The Aviation Sector’s Long Wait for the Ratification of the Cape Town Convention

20.03.2025

Authored by: Shri Venkatesh (Managing Partner) and Vineet Kumar (Senior Associate)

With the presentation of “Protection and Enforcement of Interests in Aircraft Bill, 2025” commonly referred to as the “Cape Town Convention Bill” (“CTC Bill 2025”)[1] before Rajya Sabha on 10.02.2025, the deliberation on need for a legislative framework for resolution of disputes concerning recovery of aviation assets has been reignited. This is more so in the wake of recent events that transpired in the Indian courts, where big names such as Go First and Jet Airways were successfully subjected to insolvency proceedings.

The bill aims to ratify the “Convention on International Interest in Mobile Equipment, 2001”[2] (“CTC”). While India accessed the CTC Convention in 2008 by making declarations under Articles 31(a) and (b), Article 40, 53 and 54(2)[3], it is yet to be ratified by the Government of India. For international conventions to have a legal force in the country, the Indian Parliament must pass a legislative enactment. Since India is yet to undertake this formal step in enforcing the CTC as a law, there are several curious questions which must be addressed to understand the implications of CTC. While some of these questions are as basic as ‘what is the Cape Town Convention?’ and ‘what is the purpose of CTC Bill 2025?’, the others not so, like ‘why is India 16 years behind on its ratification after it’s instrument of accession?’

What is the Cape Town Convention?

CTC is an international treaty which aims at standardizing the transactions involving movable property such as aircraft, engines, helicopters etc. At the same time, the CTC provides legal protection for the creditors, lessors and financiers. In order to achieve this objective, it prescribes specific rules for asset recovery in cases of defaults by airlines and insolvencies. Essentially, the CTC introduces the concept of “international interest” in the “movable properties” and assets belonging to the aviation sector, which signatory countries are required to acknowledge and abide by.

- STORED RECORDS -
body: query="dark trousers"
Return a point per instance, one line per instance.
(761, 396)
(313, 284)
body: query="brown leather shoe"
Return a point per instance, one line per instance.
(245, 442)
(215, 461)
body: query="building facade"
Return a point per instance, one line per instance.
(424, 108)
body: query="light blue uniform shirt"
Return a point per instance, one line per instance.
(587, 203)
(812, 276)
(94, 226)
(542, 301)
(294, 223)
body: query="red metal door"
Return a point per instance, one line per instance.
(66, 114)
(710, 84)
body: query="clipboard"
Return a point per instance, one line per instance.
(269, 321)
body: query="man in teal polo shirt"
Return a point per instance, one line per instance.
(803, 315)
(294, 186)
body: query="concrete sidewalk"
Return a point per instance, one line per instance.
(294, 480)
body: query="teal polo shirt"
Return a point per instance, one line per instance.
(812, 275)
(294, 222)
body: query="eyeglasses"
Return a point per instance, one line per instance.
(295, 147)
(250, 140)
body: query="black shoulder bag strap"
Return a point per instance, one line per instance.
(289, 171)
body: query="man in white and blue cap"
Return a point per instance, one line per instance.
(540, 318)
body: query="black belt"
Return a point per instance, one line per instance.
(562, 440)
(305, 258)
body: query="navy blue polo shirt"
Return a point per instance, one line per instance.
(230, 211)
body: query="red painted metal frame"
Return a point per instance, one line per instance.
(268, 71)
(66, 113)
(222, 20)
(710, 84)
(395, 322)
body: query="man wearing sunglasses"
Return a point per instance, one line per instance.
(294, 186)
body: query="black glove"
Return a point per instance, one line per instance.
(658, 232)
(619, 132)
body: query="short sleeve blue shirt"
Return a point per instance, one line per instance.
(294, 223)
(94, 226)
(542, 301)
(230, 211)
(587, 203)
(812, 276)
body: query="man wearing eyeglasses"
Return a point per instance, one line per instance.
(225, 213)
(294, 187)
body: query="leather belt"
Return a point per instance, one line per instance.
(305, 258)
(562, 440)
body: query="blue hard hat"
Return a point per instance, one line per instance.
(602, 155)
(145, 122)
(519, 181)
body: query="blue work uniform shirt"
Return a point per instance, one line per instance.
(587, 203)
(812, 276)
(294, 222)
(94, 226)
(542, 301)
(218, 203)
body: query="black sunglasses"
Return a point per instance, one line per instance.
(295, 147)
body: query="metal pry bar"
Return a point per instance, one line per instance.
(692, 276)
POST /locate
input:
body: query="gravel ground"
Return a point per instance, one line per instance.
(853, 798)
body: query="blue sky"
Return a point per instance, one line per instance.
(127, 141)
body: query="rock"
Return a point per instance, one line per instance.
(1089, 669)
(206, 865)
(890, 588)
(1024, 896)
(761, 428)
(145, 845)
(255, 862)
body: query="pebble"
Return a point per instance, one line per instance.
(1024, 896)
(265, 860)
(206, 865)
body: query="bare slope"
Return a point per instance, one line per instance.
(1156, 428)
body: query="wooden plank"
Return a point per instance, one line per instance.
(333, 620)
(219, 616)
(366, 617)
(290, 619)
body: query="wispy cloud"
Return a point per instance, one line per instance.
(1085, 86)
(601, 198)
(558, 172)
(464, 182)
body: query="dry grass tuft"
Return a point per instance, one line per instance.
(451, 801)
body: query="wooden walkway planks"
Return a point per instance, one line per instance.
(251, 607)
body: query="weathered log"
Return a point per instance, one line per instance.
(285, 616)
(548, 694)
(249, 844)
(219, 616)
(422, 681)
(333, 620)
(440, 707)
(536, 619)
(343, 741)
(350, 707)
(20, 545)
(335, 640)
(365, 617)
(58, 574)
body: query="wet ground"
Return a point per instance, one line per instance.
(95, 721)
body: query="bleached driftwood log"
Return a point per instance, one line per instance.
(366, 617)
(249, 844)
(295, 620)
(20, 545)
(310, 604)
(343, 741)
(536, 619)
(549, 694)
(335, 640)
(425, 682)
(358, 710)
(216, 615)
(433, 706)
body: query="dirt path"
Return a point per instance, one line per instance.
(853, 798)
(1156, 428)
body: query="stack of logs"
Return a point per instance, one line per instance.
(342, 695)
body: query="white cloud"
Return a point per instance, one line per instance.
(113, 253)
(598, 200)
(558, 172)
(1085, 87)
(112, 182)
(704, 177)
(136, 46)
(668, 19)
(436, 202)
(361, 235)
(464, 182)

- WHAT YOU NEED TO DO -
A – According to the Cape Town Convention article, before which house was the CTC Bill 2025 presented on 10.02.2025?
B – Copy the Cape Town Convention article from "The Aviation Sector’s" to "to insolvency proceedings.".
C – Continue the Cape Town Convention article from its last sentence.

- THE RESPONSES -
A – Rajya Sabha.

B –
The Aviation Sector’s Long Wait for the Ratification of the Cape Town Convention

20.03.2025

Authored by: Shri Venkatesh (Managing Partner) and Vineet Kumar (Senior Associate)

With the presentation of “Protection and Enforcement of Interests in Aircraft Bill, 2025” commonly referred to as the “Cape Town Convention Bill” (“CTC Bill 2025”)[1] before Rajya Sabha on 10.02.2025, the deliberation on need for a legislative framework for resolution of disputes concerning recovery of aviation assets has been reignited. This is more so in the wake of recent events that transpired in the Indian courts, where big names such as Go First and Jet Airways were successfully subjected to insolvency proceedings.

C –
The CTC also conceptualizes an ‘International Registry’, which is a publicly accessible database that serves as a notification to third parties regarding these interests. This in itself is a novel concept, which will aid the implementation of CTC on an international scale, enabling the ratifying states to access the records as and when the need arises.

The CTC is accompanied by detailed protocols which encompass the procedure to be followed for implementation/enforcement of the terms of such conventions. The ‘Protocol on Matters Specific to Aircraft Equipment’ (“the Protocol”) provides detailed procedure for implementation of provisions of CTC, beginning from the choice of law to be applied along with the jurisdiction, the mode and the manner of execution of an agreement between the parties.

For instance, Article 8 of the CTC broadly provides what remedies lie in the hands of a charge in case of a default being committed by a debtor. However, the procedure to be followed for the enforcement of said remedies, is detailed under Chapter II of the Protocol. While Article 30 of CTC provides for the ‘Effects of Insolvency’ against a debtor’; Article XI of the protocol prescribes ‘Alternative A’ and ‘Alternative B’, either of which the debtor and creditor in the contracting states can exhaust in cases where insolvency proceedings have commenced.

Implementation of the CTC

The Protocol under the CTC provides 3 remedies to the creditor in the event of default by a debtor:  (a) take possession or control of any object charged to it; (b) sell or grant a lease of any such object; (c) collect or receive any income or profits arising from the management or use of any such object.

The states making a declaration under the CTC are required to comply with the procedures set forth under the Protocol. As mentioned above, Countries can choose between Alternative A and Alternative B to manage creditor rights in insolvency cases.

Alternative A requires the insolvency administrator or the debtor to give possession of the aircraft object to the creditor within the time period specified therein upon occurrence of insolvency related event. In contrast, Alternative B allows the debtor or insolvency agent to put the creditor to the notice intimating whether it is willing to cure all defects leading up to the declaration of insolvency, or accord an opportunity to the creditor to take possession of aircraft object in terms of applicable law.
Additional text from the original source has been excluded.